══ DOCUMENT SEGMENT ══

Friday night, I was at a chord cutting and had the most profound emotional experience yet.  An amazing feeling of happiness and gratitude swept over me, is still hanging around and I am sure it has something to do with my Manifesting Mount Dora project.  Last week, my man and I were in Mount Dora during a weather pattern of gusty winds - some 30 to 40 miles per hour.  We sat at the end of Grantham Point Park (also known as Lighthouse Park) watching birds soar and dip in the high winds, just enjoying their ability to ride the winds as a child would a roller coaster.  During the chord cutting, with eyes closed, I felt like one of those birds - I was  undulating on the winds, feeling joyful and childlike.  Below me, I saw water (Lake Dora?) and thick canopies of trees.  Suddenly, in mid-air, a young racoon appeared before me.  He was identical to the young racoon we’d come across last week on the shores of Mount Dora.  He just floated before my face, looking impish and gleeful.  Wherever I flew, he stayed bobbing in front of me, sometimes chattering and always consumed with childlike happiness.  Those at the ceremony said I was swaying and smiling as they’d never seen me before.  Later, during our final mediation when I was reclining on my back on the floor, the racoon appeared again; this time sitting on my chest with his smiling face just above mine.  I left the ceremony feeling airy, hopeful, and intensely happy.  All weekend, even during some stressful or annoying moments, I was able to access that same feeling of joy.

═══
══ INFORMATION SHOWN ══

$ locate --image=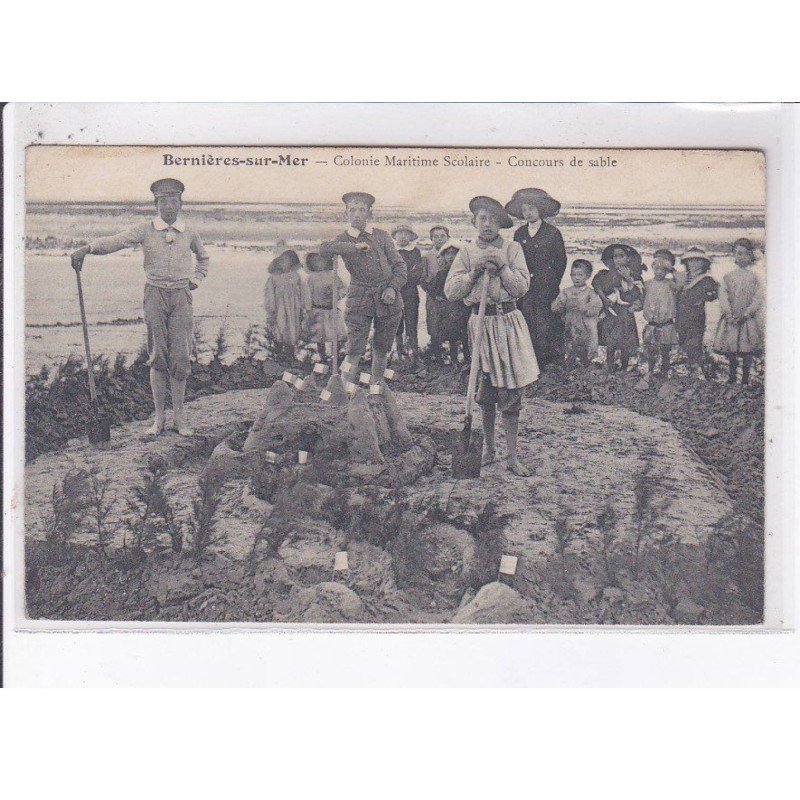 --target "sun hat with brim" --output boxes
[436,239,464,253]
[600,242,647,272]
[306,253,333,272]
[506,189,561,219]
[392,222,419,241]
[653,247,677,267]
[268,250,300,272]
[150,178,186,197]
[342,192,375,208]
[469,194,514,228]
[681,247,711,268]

═══
══ INFORMATION SHOWN ══

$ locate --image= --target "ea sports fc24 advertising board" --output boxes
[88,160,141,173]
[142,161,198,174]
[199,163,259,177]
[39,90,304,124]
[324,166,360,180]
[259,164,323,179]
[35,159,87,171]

═══

■ TASK LIST
a - In the account of the chord cutting, what other name is given for Grantham Point Park?
b - Pick up the account of the chord cutting and the racoon after its final sentence and carry it on.

■ ANSWERS PROVIDED
a - Lighthouse Park

b -
Had I immediately given up after my first chord cutting with its less than notable results, I would never have had the experiences and sensations that have gradually come to me.  I am so grateful for my introduction to chord cutting ceremonies and I unerringly know that I am a better and a freer person for all the ceremonies I’ve attended.  I made a choice to do something different so I would get something different than I’d always got, to paraphrase Mr. Twain. 

Color outside the lines - step beyond the boundaries, real or imagined, that fence in your life - fly a little - run instead of walk - skip when no one is looking and then when everyone is looking - swirl the water around you and disperse the stagnation - feel the breeze on your face - just do something different and see what becomes of it.  You may be surprised.